→ **Exercise**
Take every line from the entries below that includes the word "navy" and copy it.
* * *
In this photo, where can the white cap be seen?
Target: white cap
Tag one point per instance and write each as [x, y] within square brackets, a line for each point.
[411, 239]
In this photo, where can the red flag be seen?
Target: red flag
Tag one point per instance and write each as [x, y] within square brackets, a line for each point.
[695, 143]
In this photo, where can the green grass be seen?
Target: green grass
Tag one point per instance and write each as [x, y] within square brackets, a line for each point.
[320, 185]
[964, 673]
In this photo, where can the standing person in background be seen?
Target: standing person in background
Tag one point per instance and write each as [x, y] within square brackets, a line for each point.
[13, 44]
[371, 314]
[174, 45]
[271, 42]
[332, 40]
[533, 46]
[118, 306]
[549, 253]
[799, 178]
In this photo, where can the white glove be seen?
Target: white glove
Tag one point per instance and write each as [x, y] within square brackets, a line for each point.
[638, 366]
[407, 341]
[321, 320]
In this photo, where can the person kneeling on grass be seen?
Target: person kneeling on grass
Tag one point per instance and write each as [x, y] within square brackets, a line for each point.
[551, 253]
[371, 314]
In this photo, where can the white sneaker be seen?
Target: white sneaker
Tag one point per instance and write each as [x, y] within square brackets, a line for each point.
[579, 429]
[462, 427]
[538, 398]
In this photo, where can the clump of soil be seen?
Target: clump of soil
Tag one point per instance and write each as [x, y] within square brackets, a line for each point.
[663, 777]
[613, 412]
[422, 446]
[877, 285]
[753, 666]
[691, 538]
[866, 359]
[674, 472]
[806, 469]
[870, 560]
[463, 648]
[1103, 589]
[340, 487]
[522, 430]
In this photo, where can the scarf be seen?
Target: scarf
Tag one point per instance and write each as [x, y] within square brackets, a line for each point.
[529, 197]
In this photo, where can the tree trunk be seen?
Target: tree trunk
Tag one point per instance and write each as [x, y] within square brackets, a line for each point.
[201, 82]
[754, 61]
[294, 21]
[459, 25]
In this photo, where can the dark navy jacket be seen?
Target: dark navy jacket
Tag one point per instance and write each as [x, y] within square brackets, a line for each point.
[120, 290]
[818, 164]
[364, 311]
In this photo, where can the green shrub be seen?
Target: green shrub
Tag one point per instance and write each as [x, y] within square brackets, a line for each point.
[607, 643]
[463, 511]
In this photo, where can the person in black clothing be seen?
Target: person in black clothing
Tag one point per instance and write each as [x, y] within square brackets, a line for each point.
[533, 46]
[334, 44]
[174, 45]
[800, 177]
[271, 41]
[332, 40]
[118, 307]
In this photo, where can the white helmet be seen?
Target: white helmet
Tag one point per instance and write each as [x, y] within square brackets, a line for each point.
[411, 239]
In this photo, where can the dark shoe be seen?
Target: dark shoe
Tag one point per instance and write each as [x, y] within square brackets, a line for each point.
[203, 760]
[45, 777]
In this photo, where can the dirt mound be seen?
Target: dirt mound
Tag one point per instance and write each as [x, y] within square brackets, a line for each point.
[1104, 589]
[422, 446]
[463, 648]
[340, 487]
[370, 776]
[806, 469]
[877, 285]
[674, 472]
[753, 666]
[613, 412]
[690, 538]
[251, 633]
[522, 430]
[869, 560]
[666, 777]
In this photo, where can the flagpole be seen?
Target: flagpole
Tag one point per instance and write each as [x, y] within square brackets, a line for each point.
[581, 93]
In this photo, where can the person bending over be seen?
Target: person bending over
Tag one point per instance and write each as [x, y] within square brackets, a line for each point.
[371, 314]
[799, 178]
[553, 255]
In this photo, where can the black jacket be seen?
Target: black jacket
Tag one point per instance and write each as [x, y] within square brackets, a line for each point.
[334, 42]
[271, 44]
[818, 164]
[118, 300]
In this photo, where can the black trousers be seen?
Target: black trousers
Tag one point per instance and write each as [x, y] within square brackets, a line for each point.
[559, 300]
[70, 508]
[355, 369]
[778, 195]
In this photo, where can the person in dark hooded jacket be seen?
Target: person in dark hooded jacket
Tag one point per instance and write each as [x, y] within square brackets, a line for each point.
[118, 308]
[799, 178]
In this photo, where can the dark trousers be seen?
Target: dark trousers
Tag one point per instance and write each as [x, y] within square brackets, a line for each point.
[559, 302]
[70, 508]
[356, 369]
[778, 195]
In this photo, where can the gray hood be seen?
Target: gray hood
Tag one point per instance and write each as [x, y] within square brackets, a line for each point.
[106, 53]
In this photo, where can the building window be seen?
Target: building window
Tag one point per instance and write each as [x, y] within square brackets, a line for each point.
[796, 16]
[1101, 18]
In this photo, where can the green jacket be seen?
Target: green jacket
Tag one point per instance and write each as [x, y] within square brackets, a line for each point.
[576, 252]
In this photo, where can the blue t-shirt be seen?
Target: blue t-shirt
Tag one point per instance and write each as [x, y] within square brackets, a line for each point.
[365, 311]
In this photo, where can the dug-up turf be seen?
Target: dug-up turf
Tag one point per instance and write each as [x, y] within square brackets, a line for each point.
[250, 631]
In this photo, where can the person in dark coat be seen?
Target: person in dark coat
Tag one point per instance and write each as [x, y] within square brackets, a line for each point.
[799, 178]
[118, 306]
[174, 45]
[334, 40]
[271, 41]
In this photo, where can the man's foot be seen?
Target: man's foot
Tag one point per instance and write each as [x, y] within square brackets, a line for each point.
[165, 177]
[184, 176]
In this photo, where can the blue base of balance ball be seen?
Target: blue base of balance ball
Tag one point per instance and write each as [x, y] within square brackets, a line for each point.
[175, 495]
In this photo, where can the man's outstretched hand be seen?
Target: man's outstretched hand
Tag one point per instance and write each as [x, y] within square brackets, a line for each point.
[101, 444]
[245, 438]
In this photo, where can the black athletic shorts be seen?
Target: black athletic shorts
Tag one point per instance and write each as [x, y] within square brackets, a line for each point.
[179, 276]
* * *
→ **Output of the exercise**
In this photo, where can the dark navy jacket be seen?
Target: dark navy jacket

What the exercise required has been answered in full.